##### Supplied material

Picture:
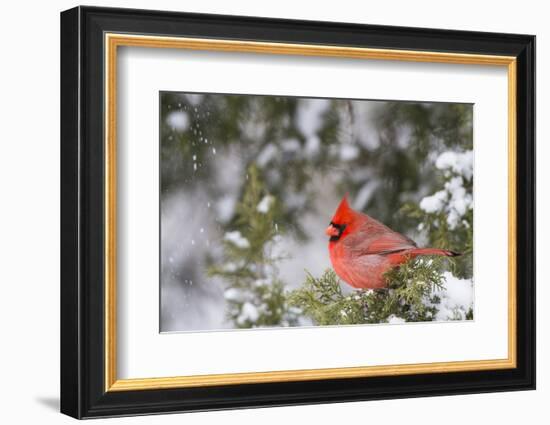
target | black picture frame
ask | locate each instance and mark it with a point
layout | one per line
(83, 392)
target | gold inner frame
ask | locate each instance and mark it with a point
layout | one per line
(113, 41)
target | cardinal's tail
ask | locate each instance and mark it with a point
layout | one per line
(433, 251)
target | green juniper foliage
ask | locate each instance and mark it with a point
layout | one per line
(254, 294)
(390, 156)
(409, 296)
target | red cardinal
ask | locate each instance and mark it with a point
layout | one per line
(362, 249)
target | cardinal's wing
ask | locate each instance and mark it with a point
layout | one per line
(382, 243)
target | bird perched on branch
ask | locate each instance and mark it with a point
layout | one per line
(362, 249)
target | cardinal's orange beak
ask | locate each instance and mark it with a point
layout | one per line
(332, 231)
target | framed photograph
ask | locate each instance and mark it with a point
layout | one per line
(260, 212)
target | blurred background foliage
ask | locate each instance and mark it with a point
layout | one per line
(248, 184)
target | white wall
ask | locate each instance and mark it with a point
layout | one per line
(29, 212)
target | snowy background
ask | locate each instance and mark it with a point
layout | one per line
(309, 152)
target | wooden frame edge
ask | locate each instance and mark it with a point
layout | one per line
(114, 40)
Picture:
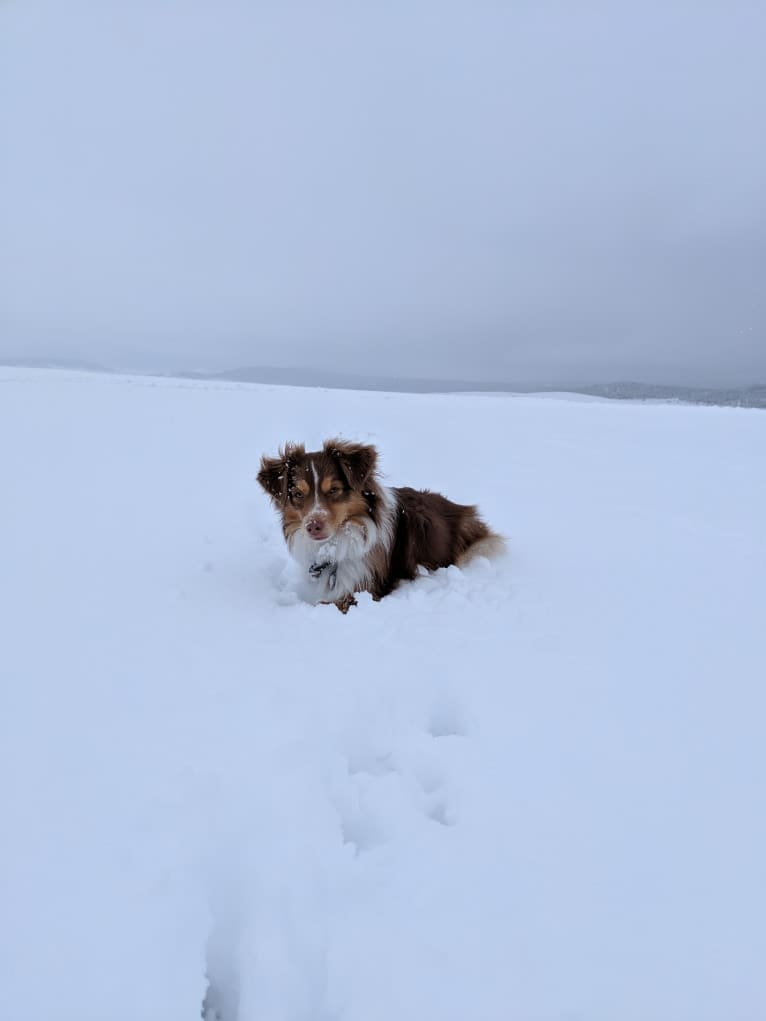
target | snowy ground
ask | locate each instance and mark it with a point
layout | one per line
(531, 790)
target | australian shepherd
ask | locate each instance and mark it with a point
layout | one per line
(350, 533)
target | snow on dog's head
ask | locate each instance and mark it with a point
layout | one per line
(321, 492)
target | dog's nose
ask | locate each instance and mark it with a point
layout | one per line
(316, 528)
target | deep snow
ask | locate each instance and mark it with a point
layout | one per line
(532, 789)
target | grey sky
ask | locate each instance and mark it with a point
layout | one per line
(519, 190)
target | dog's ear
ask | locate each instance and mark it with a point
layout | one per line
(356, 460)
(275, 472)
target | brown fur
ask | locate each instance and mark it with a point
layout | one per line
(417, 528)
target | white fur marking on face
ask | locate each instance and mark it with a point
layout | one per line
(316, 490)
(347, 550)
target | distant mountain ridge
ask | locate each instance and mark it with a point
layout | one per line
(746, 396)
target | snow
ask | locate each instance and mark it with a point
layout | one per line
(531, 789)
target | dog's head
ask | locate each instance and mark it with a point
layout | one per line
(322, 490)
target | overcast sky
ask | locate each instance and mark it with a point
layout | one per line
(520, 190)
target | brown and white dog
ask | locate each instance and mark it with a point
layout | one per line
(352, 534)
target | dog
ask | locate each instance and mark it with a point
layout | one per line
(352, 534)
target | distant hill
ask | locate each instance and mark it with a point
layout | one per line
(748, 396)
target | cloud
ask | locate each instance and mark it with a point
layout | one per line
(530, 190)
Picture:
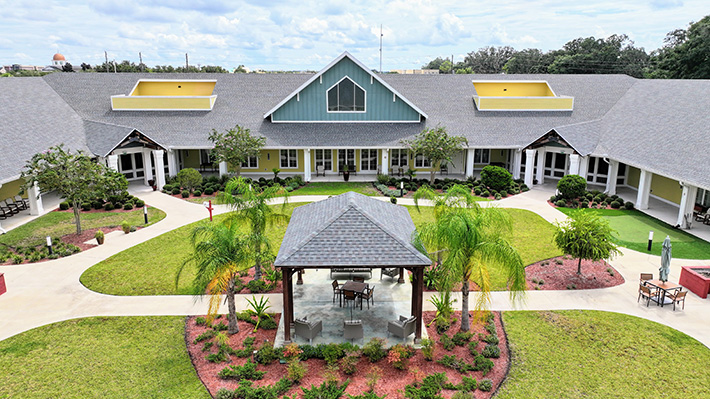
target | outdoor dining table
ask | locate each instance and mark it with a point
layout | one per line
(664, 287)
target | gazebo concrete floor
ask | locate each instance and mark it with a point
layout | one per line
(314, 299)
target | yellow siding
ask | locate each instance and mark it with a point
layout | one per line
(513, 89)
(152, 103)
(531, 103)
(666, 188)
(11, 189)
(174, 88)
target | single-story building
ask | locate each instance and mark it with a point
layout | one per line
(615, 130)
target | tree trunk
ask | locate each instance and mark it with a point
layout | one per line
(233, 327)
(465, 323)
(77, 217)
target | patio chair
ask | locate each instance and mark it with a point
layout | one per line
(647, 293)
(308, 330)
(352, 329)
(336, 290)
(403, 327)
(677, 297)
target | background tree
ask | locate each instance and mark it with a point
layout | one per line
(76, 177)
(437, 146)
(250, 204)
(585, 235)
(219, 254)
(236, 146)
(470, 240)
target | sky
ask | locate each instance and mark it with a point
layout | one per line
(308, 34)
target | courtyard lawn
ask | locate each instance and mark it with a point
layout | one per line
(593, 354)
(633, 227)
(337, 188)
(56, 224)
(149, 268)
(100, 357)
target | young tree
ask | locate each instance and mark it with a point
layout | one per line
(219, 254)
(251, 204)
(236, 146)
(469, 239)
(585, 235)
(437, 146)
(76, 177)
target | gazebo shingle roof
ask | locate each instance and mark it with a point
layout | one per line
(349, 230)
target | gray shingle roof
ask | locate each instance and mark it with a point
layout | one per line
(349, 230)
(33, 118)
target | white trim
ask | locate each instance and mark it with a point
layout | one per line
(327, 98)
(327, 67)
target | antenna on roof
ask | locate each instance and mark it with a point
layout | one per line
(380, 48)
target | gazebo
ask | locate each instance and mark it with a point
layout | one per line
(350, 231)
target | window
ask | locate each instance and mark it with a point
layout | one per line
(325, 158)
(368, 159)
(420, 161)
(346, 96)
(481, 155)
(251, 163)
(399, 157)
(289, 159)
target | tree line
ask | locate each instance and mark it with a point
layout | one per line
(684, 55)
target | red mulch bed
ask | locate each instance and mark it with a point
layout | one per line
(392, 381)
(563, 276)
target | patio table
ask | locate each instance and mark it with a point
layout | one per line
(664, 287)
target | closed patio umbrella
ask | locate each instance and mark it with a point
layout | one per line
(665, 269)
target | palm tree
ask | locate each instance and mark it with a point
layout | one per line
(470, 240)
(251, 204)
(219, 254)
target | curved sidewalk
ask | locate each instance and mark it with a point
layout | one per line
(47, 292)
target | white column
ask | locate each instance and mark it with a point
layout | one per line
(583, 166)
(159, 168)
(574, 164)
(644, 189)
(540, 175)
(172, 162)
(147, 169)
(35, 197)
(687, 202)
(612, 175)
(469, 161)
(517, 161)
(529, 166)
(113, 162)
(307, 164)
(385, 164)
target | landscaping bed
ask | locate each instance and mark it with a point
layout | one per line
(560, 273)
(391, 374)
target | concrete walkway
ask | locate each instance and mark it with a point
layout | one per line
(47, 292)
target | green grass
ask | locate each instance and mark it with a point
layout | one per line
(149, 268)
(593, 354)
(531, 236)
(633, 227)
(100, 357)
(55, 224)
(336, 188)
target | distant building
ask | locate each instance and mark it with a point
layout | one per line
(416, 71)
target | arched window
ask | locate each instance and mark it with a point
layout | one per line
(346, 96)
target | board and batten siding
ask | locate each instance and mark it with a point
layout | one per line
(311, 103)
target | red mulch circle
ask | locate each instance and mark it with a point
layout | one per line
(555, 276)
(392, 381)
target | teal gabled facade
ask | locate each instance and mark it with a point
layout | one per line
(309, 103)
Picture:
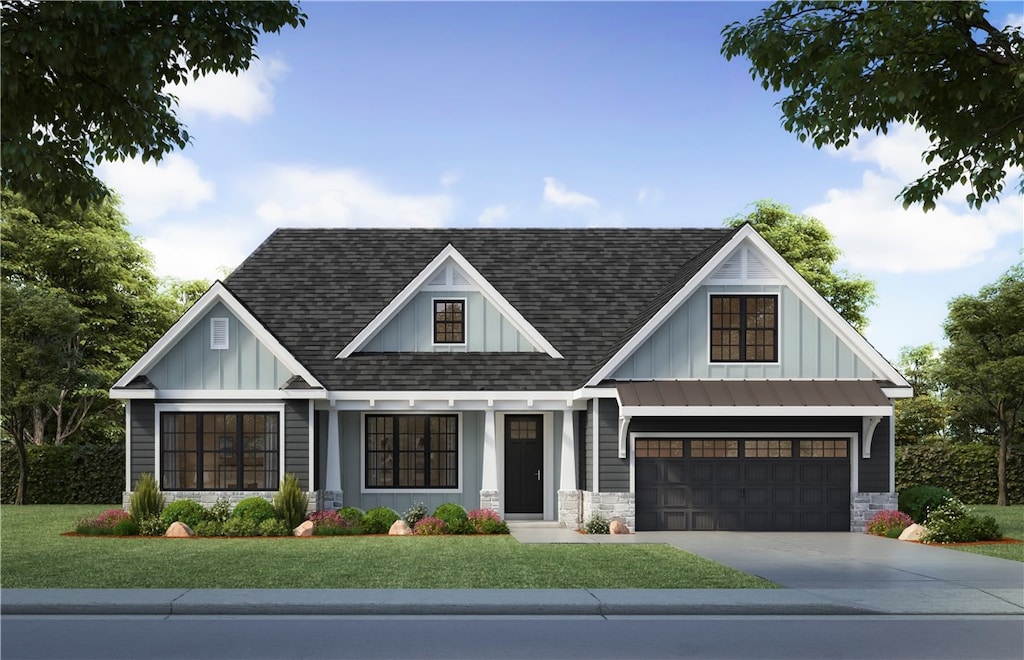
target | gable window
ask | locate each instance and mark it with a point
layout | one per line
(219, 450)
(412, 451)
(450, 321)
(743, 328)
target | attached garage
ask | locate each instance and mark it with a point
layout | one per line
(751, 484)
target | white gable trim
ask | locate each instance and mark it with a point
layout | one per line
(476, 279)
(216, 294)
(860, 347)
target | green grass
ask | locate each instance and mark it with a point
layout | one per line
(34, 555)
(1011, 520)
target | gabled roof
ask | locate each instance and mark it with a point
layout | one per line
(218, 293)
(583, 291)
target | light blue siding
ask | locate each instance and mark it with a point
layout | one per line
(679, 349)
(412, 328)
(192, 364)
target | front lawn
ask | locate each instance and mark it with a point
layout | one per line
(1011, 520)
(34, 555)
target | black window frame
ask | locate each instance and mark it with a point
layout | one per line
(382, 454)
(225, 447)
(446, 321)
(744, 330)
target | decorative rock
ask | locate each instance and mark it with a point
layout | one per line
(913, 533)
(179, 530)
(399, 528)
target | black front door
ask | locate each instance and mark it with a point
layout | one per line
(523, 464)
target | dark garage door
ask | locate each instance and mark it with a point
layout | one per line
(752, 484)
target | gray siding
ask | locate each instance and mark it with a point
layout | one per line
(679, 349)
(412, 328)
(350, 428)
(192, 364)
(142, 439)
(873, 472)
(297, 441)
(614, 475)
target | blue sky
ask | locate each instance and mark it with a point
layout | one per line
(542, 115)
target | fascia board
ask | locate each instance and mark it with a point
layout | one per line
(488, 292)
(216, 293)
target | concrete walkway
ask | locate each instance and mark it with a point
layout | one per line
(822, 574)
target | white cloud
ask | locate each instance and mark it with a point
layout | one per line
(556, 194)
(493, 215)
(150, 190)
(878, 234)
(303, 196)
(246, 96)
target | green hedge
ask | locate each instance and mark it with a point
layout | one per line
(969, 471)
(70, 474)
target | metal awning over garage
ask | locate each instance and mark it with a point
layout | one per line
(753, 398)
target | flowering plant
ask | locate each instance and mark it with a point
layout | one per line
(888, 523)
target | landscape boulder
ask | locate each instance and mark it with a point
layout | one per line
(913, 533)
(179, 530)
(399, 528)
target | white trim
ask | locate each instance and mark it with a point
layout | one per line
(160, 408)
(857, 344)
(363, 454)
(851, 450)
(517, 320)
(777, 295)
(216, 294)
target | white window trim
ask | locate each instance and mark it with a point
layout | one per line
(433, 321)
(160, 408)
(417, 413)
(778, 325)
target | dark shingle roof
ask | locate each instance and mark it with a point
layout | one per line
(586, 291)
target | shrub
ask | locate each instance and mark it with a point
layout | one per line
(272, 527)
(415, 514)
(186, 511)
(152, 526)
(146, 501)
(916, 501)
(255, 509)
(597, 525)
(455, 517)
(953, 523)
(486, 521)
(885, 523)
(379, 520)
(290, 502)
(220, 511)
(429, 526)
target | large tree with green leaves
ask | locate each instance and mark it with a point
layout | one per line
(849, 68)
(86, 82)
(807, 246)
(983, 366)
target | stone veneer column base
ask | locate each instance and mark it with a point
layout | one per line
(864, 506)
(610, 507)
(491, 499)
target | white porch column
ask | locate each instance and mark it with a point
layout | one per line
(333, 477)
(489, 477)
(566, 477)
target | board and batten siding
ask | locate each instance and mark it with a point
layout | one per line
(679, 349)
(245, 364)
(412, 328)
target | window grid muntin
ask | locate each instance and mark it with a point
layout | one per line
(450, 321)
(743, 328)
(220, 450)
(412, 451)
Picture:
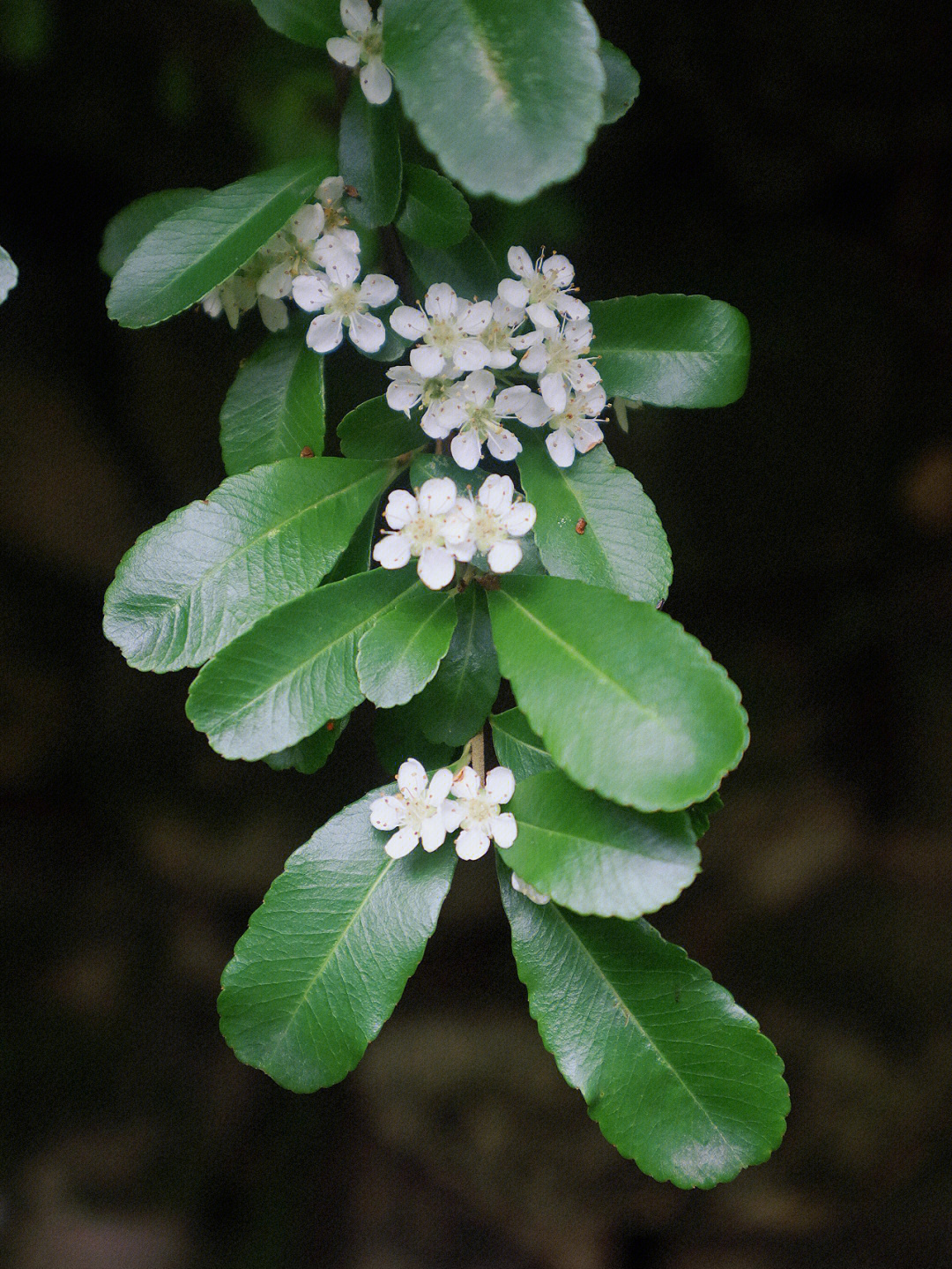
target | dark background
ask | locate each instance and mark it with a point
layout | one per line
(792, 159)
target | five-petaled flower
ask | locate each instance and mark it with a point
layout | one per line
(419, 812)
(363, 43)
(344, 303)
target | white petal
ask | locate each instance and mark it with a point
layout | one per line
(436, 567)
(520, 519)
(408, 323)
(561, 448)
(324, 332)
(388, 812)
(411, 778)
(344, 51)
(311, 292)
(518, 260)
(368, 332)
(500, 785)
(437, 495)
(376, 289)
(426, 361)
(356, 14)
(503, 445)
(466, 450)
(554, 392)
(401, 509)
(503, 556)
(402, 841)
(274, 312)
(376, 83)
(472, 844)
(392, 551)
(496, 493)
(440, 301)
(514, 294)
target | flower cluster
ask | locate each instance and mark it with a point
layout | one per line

##########

Exercise goal: In the entries above, identify every line with the word "roof". Copy those lines.

Completed task:
target | gazebo shingle roof
target | gray shingle roof
target | antenna on roof
target | gabled roof
target | dark shingle roof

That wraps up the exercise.